Explorer le document →
1 - D'après l'extrait sur la nouvelle économie mondiale, sur quelle ressource reposait la révolution industrielle du dix-neuvième siècle ?
2 - Donnez la suite de l'extrait sur la nouvelle économie mondiale, à partir de sa dernière phrase.

Extrait à lire →
Contextes socio-politiques de la nouvelle économie mondiale

Cette mutation entamée vers de nouvelles ressources minières semble bien irréversible, et il ne servira pas à grand-chose de la condamner sous le nom de « nouvel extractivisme ». Par contre, il faut rappeler qu’elle va s’accomplir dans des contextes politiques divers, qui peuvent en varier totalement les conséquences, selon le cas positives ou négatives pour les peuples concernés.

On ne saurait négliger si on veut comprendre la révolution industrielle basée sur la houille au dix-neuvième siècle, qu’elle s’est accomplie dans un système capitaliste, qui divise les hommes entre possédants bourgeois du capital, et une majorité de prolétaires et ouvriers qui ne le possèdent pas et n’ont que le salaire versé par le Capitaliste pour vivre.

Mieux, quand, au XXème siècle, cette révolution industrielle s’est accélérée grâce au pétrole, des USA aux puissances de l’Europe Occidentale, c’est sous la forme de l’Impérialisme, ce système qui permet aux grands États capitalistes industrialisés de dominer militairement, politiquement et économiquement la majorité des peuples d’Asie, Afrique et Amérique, condamnés au pillage de leurs richesses naturelles, au non-développement et à la pauvreté.

C’est encore aujourd’hui la réalité pour la majorité d’entre eux, comme le démontrent les flots de migrants contraints de fuir au péril de leur vie chômage et misère vers le mirage occidental. Et le « verdissement » de ces mécanismes inégalitaires ne peut que les perpétuer, y compris au détriment de peuples pourvus de « métaux rares », si ces richesses sont exportées comme autrefois vers les métropoles impérialistes sans amener un développement autonome local.

En revanche, le basculement progressif des rapports de forces mondiaux entamé depuis le début du 21éme siècle peut être une chance pour les peuples exploités dits « périphériques » , qui supportent de plus en plus impatiemment la férule occidentale, en voyant le développement extraordinaire de la Chine socialiste en une génération, mais aussi d’États nationaux certes capitalistes, mais concurrents de la coalition impérialiste occidentale, Russie, Inde, Brésil, Afrique du Sud ( ceux dits les BRICS ).

Il est normal et sain que les États indépendants d’Afrique ou d’ailleurs s’adressent toujours plus à des financements venus de Chine ou des BRICS, pour des accords gagnant-gagnant, l’exploitation de richesses naturelles contre infrastructures seules capables d’amorcer une industrialisation autochtone. C’est ce que lancent de nombreux états africains comme la République Démocratique du Congo, où bien d’autres encore, comme la dictature Camerounaise, qui se détache de l’ex-parrain français sans pour autant afficher des affinités particulières pour le modèle socialiste de développement.

Données extraites →

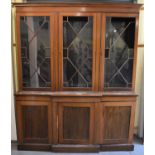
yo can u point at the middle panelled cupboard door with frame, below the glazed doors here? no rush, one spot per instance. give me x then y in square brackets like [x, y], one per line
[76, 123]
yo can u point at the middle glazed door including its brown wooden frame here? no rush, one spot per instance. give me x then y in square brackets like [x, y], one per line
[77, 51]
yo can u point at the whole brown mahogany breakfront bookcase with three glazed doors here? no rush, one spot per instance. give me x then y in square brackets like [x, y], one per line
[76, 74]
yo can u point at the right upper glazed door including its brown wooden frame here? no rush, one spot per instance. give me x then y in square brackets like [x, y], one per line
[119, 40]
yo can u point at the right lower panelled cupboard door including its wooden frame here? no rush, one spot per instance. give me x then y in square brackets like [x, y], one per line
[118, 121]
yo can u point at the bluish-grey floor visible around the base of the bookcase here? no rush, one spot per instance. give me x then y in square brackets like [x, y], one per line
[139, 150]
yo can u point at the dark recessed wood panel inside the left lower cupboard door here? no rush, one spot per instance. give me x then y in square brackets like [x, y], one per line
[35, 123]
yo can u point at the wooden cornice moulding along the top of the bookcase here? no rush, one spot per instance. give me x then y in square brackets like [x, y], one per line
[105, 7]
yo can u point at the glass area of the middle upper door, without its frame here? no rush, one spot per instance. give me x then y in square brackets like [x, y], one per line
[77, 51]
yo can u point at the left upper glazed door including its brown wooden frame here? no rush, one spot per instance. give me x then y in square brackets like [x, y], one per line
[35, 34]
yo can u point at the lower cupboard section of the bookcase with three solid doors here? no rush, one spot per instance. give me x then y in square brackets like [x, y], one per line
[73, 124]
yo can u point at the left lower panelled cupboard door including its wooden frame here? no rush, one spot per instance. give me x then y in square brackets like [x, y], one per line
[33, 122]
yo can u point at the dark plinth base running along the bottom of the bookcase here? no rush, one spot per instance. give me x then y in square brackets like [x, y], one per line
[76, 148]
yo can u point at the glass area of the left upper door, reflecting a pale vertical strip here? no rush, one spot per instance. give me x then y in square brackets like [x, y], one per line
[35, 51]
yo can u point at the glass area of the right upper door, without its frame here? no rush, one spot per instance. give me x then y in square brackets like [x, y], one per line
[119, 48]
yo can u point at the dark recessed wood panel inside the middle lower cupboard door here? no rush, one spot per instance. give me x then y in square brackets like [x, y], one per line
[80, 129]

--

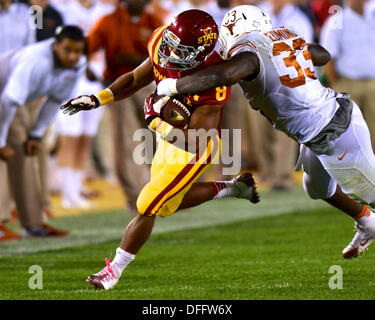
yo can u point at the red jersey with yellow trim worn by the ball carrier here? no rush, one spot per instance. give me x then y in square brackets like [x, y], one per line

Réponses par consigne →
1 - Sur la houille.

2 -
Car cette diversification des partenaires pour les peuples du Sud n’est pas une voie royale débouchant obligatoirement sur le développement industriel et agricole indépendant et vertueux. Encore faut-il pour qu’il en soit ainsi, que les exigences populaires en ce sens soient fortes et structurées en organisations anti-impérialistes influentes, jusqu’au niveau de l’État.
Les investisseurs extérieurs, y compris ceux des entreprises privées et publiques chinoises, sont des négociateurs redoutables, pas des philanthropes : ils sauront toujours en profiter si leurs partenaires locaux relèvent d’un État déficient, gangrené par la corruption.
Comme ce fut le cas quand les représentants d’un État malgache corrompu acceptèrent de vendre à une entreprise chinoise des terres cultivables, volées aux communautés paysannes qui y faisaient paître leur bétail, comme aux plus beaux temps de la colonisation.

Ce qui sera déterminant en fin de compte quant à l’issue de la « mutation industrielle » en Afrique par exemple, sera la capacité de chaque peuple à construire un mouvement politique national et progressiste, capable d’en faire un outil de progrès économiques et sociaux, de rupture avec l’Impérialisme, et y compris d’industrialiser en respectant l’environnement, le patrimoine national des générations présentes et futures.

Pour en finir avec le chômage et la misère, l’émigration forcée, et la délinquance djihadiste et les divers trafics qui l’alimentent.

.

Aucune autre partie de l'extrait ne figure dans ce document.